##### Material for this exercise
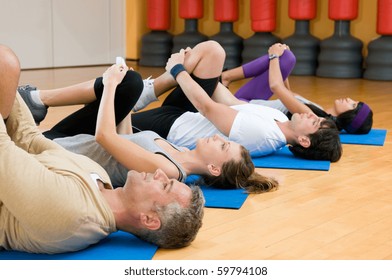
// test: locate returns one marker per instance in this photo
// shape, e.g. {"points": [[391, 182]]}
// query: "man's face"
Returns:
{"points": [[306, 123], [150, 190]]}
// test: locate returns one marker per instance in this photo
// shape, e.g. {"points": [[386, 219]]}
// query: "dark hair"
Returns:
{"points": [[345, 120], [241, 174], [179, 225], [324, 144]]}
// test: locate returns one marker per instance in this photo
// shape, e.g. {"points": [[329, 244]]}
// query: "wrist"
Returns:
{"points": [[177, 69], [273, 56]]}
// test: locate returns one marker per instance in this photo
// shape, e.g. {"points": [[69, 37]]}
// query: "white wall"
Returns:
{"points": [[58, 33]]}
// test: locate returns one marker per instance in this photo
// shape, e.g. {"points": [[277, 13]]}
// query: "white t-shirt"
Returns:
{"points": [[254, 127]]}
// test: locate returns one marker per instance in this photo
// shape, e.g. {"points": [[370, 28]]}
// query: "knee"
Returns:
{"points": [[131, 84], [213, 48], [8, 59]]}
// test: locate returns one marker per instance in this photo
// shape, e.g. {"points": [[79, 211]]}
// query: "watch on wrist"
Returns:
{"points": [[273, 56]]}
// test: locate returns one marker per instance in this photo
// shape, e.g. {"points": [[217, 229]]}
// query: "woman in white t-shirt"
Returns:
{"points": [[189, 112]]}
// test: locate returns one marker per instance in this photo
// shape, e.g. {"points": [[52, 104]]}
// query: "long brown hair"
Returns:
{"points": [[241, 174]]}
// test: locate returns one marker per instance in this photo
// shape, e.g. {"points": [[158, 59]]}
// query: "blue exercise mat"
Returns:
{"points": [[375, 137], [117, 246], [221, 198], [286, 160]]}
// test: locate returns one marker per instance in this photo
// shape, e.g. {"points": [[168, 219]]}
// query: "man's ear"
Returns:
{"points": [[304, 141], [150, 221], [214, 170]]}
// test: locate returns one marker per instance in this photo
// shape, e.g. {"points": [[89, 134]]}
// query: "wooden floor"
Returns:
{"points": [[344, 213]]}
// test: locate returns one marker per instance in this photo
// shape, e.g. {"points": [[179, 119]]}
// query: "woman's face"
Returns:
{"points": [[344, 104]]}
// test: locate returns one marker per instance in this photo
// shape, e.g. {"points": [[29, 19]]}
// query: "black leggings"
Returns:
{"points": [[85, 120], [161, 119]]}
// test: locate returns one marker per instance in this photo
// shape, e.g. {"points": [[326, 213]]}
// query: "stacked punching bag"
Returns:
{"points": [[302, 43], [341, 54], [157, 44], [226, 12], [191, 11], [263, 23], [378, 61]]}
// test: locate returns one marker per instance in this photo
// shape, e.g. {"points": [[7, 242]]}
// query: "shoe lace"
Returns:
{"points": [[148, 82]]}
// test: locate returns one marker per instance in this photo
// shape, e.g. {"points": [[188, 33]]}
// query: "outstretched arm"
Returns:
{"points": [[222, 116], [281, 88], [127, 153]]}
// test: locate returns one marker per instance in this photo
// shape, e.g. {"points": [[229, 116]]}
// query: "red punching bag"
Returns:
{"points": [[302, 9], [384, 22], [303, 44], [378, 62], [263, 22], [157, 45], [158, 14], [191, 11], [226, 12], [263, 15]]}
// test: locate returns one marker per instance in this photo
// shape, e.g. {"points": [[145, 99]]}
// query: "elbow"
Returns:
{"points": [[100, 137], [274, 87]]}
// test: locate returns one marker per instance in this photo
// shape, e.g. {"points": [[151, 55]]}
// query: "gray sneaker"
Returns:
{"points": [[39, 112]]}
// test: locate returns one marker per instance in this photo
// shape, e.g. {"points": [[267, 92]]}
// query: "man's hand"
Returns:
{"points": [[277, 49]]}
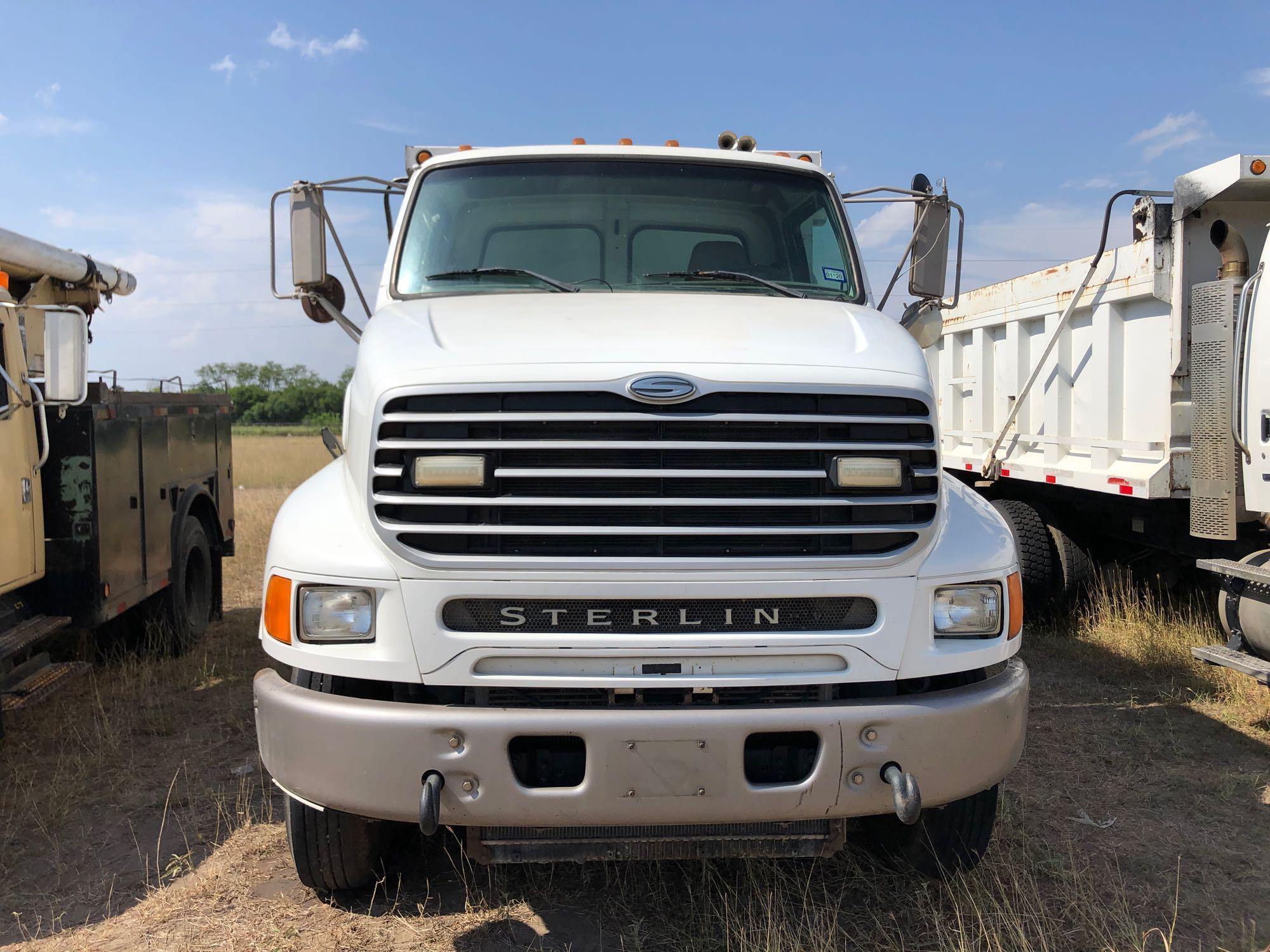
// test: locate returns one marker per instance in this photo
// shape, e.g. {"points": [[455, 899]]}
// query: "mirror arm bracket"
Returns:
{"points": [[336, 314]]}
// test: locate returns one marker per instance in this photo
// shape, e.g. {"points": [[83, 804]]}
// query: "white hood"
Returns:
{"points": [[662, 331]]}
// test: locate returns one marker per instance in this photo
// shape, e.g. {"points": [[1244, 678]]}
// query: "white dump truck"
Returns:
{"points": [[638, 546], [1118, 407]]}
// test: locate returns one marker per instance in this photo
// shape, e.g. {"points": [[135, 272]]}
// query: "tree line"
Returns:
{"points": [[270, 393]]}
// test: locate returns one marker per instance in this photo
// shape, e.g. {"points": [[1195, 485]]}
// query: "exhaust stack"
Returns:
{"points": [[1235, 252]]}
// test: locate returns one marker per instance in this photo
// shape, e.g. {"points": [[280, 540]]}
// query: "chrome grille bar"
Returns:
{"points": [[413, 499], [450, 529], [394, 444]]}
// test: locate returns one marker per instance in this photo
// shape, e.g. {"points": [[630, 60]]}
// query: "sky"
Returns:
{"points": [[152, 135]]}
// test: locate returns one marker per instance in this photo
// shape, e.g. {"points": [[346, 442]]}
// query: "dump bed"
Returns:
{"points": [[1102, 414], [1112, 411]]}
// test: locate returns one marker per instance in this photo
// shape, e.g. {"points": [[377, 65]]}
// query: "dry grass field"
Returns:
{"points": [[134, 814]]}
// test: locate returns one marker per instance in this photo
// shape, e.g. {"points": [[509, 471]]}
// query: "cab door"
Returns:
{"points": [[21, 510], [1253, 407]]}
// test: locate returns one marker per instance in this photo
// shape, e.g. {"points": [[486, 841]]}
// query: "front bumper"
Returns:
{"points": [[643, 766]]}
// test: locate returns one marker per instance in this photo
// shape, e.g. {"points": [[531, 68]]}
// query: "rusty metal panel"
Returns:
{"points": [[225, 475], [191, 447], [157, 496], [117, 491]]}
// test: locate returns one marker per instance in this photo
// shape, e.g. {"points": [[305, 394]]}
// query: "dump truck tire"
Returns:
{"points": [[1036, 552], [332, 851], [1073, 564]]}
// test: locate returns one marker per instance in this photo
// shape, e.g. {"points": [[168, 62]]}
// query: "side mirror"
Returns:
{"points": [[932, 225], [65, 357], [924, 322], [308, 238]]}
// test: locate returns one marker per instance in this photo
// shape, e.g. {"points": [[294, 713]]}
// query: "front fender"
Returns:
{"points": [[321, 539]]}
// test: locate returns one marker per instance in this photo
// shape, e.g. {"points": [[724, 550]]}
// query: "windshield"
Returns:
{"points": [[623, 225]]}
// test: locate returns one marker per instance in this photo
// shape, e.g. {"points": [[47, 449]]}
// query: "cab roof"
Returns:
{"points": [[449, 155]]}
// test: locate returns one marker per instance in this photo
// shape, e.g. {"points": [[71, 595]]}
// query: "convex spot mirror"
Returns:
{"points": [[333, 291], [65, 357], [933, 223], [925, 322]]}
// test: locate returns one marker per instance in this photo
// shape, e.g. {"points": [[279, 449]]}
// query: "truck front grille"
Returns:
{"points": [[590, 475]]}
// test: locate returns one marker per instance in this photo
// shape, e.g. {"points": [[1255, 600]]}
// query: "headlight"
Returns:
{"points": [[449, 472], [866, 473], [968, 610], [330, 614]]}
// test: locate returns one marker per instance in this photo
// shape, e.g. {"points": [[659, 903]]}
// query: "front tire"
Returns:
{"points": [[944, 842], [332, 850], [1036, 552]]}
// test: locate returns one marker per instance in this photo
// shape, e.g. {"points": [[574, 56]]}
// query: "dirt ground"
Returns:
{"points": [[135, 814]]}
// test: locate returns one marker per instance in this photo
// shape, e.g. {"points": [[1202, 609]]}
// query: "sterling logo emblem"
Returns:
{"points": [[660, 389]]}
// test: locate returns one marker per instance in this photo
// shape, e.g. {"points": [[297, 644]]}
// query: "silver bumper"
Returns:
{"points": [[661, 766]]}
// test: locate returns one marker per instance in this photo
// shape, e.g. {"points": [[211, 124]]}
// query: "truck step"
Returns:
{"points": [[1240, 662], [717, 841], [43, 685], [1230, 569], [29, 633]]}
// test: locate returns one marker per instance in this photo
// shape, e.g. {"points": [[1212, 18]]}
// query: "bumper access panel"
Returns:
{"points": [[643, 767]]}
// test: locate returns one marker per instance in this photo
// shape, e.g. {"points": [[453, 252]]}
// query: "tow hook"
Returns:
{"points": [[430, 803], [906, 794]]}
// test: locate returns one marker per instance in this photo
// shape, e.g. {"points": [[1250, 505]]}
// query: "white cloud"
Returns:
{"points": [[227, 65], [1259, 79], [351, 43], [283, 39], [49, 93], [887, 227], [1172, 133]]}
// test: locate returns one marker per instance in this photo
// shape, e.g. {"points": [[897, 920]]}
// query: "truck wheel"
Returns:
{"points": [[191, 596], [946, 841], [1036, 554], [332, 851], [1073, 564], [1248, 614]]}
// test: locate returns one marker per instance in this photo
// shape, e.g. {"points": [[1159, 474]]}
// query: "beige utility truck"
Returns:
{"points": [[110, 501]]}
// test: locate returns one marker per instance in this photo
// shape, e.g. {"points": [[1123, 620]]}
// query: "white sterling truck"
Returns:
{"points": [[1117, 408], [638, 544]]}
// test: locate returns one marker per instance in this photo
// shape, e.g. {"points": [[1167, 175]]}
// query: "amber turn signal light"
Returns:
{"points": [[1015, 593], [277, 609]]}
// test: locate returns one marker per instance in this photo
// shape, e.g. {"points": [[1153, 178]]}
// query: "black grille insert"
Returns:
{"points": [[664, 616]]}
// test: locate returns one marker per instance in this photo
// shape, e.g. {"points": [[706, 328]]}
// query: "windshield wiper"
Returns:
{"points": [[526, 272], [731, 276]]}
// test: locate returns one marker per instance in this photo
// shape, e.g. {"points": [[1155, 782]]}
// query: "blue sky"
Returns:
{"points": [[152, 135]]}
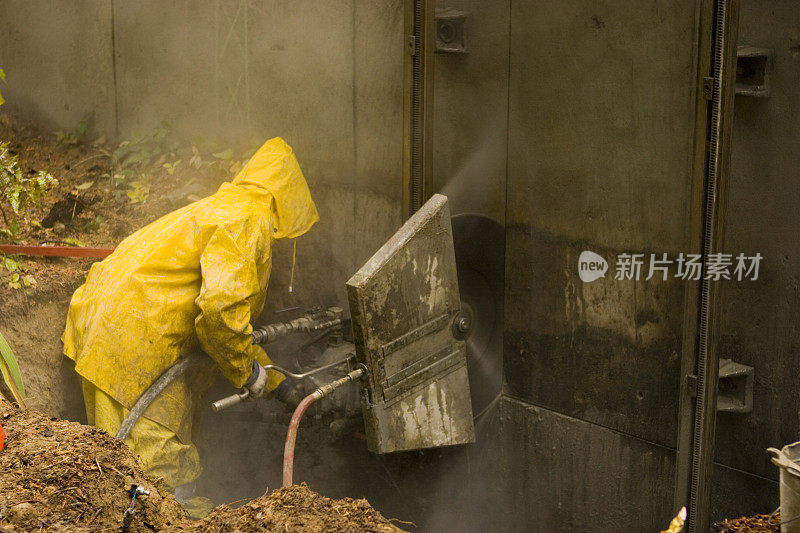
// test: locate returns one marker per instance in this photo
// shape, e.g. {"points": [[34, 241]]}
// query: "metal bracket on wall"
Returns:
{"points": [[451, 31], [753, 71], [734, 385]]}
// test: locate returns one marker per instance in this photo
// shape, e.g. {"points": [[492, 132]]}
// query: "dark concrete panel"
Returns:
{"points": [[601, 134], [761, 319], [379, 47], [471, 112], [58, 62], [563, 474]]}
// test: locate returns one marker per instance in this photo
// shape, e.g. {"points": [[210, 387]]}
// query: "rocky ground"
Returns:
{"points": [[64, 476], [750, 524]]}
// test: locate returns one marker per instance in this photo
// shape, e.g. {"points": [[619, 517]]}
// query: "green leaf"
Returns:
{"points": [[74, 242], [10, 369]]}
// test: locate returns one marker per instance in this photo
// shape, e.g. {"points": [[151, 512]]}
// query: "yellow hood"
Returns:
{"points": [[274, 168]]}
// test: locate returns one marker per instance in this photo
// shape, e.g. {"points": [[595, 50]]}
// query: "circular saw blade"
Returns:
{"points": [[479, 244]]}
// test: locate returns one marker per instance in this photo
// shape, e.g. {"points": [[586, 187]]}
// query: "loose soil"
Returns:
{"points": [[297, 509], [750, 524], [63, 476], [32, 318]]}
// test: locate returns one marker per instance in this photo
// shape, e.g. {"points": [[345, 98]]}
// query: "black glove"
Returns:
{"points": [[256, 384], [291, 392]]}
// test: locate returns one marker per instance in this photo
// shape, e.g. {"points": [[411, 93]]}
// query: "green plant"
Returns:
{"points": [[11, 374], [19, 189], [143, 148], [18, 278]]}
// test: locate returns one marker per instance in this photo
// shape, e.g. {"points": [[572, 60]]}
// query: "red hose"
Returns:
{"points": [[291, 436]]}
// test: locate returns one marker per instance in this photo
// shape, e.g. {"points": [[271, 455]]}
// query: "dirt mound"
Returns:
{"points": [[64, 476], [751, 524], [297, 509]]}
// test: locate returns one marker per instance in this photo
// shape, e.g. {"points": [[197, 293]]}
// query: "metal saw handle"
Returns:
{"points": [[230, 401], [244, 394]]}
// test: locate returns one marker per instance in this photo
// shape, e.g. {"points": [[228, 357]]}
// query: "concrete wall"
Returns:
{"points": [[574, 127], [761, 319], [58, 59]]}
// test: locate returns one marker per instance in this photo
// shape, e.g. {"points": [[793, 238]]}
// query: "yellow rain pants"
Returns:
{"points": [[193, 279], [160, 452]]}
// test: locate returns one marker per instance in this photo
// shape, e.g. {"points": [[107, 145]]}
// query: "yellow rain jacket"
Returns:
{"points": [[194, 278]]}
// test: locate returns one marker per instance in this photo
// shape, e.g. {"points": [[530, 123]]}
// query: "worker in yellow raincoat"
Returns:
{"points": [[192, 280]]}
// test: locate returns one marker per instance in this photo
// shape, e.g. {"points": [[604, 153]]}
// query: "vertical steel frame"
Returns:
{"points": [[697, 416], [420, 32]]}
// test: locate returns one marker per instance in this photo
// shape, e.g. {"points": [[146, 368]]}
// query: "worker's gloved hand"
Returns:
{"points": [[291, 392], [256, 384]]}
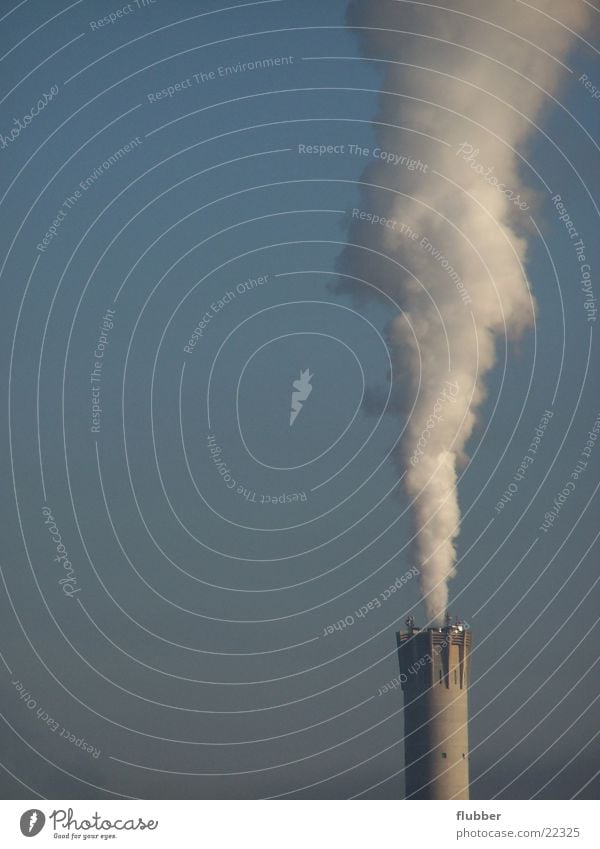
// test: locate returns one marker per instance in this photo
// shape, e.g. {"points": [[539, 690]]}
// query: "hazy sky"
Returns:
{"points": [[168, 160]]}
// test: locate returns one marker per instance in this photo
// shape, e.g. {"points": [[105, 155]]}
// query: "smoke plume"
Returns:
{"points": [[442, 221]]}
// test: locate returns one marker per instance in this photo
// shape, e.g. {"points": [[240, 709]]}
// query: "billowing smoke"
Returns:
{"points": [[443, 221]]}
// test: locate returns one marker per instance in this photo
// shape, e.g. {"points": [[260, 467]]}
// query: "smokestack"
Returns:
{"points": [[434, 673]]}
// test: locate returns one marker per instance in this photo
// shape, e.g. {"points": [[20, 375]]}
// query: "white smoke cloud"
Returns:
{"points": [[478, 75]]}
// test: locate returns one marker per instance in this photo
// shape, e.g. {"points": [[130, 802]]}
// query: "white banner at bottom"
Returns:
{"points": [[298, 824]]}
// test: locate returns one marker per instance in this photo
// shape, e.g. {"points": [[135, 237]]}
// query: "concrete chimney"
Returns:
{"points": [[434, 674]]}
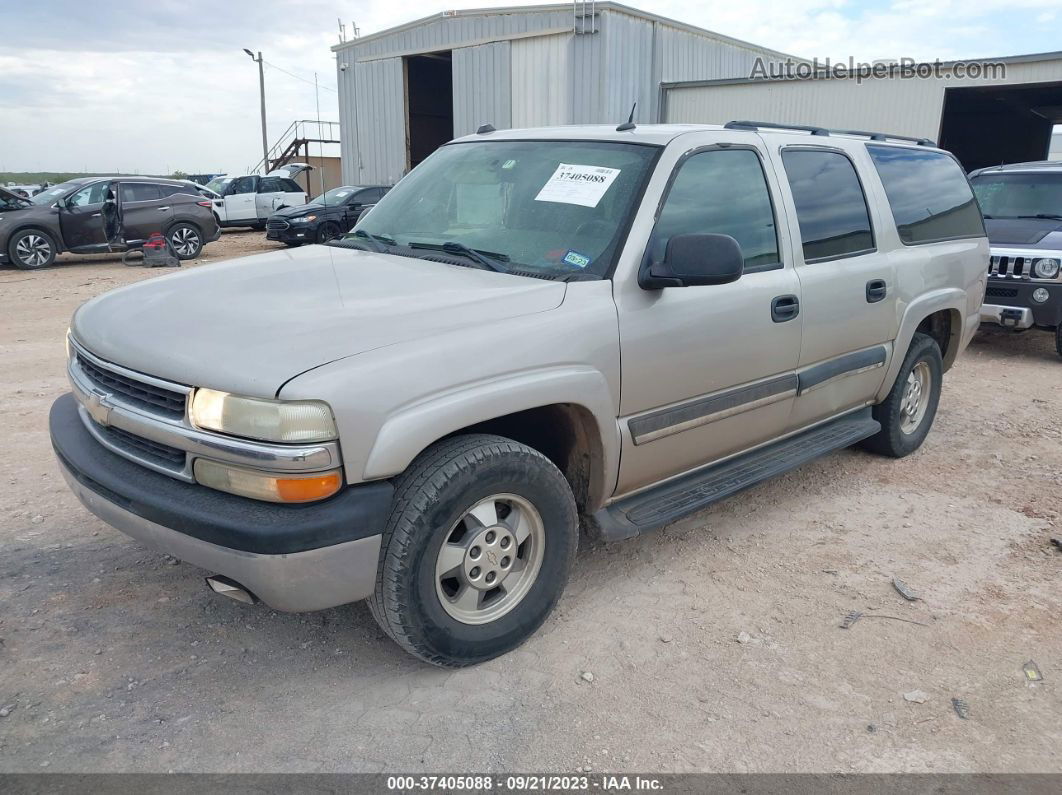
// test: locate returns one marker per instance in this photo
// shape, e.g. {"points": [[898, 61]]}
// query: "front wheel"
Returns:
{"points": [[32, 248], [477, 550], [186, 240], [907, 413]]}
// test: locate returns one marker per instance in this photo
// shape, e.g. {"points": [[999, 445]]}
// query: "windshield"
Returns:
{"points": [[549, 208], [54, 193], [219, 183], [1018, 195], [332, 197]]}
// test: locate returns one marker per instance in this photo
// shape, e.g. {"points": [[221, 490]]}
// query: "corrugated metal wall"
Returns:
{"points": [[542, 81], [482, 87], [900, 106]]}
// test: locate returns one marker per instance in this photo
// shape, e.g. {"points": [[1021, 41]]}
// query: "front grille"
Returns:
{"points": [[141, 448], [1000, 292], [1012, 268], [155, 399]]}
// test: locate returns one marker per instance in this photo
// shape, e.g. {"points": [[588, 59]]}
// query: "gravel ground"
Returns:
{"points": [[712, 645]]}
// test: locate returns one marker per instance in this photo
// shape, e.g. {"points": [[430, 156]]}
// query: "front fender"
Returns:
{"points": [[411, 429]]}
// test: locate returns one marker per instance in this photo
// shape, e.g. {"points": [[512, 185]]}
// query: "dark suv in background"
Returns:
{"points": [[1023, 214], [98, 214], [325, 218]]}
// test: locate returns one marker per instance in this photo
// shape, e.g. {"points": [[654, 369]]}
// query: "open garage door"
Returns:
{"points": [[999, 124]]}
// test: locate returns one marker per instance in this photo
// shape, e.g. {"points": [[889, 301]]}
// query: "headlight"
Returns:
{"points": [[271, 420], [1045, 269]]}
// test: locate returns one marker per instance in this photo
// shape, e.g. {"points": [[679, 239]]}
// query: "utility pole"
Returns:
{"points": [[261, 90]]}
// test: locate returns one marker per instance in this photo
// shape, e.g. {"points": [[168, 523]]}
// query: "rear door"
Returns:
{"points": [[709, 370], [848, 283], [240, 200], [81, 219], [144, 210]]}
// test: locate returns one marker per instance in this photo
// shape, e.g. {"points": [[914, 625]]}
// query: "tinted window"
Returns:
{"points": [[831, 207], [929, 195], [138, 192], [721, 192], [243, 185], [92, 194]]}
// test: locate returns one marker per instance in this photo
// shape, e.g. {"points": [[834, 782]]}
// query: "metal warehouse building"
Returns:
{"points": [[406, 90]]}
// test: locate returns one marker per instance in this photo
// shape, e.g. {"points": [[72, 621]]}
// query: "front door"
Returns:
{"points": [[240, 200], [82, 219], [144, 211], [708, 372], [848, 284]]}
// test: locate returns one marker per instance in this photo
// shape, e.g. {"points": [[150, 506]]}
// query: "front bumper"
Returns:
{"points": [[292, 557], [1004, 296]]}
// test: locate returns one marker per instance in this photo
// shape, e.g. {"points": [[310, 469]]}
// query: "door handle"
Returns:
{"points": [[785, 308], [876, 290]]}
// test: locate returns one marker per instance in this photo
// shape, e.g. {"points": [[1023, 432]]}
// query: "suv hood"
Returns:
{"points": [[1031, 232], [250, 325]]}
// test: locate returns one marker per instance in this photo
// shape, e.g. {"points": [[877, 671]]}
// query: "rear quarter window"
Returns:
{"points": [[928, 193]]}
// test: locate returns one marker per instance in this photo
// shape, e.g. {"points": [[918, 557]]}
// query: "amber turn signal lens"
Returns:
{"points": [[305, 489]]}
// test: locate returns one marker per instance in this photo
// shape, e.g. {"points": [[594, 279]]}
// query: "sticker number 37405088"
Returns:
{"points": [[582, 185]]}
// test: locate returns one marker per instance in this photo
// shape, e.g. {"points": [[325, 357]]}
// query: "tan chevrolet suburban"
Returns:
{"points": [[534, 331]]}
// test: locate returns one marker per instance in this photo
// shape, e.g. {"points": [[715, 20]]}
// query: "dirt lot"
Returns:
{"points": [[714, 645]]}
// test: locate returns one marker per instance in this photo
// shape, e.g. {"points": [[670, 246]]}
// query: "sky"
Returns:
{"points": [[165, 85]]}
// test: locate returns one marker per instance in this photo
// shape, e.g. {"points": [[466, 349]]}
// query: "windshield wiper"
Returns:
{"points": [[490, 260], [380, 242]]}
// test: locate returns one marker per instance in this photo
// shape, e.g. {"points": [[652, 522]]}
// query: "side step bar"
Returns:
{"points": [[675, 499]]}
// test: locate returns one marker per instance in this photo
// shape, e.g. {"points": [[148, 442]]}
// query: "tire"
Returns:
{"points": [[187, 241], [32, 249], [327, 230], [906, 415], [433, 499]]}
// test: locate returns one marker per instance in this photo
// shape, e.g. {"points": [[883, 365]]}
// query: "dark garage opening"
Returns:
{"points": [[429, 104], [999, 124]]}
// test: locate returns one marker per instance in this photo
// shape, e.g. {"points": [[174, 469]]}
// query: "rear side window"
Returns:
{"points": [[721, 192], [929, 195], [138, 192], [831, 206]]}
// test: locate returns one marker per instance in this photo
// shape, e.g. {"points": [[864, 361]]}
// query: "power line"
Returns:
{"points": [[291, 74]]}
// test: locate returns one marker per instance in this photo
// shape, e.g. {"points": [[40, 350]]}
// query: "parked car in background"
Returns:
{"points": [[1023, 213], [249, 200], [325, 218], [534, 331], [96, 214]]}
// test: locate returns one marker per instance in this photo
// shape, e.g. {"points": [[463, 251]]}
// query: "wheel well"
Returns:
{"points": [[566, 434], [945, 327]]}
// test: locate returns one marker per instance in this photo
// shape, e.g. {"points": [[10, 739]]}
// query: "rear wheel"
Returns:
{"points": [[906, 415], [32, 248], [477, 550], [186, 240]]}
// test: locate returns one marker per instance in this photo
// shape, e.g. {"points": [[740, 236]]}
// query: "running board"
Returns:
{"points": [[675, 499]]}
##########
Lines with the string "front": say how many appear in the entries above, giving the number alone.

9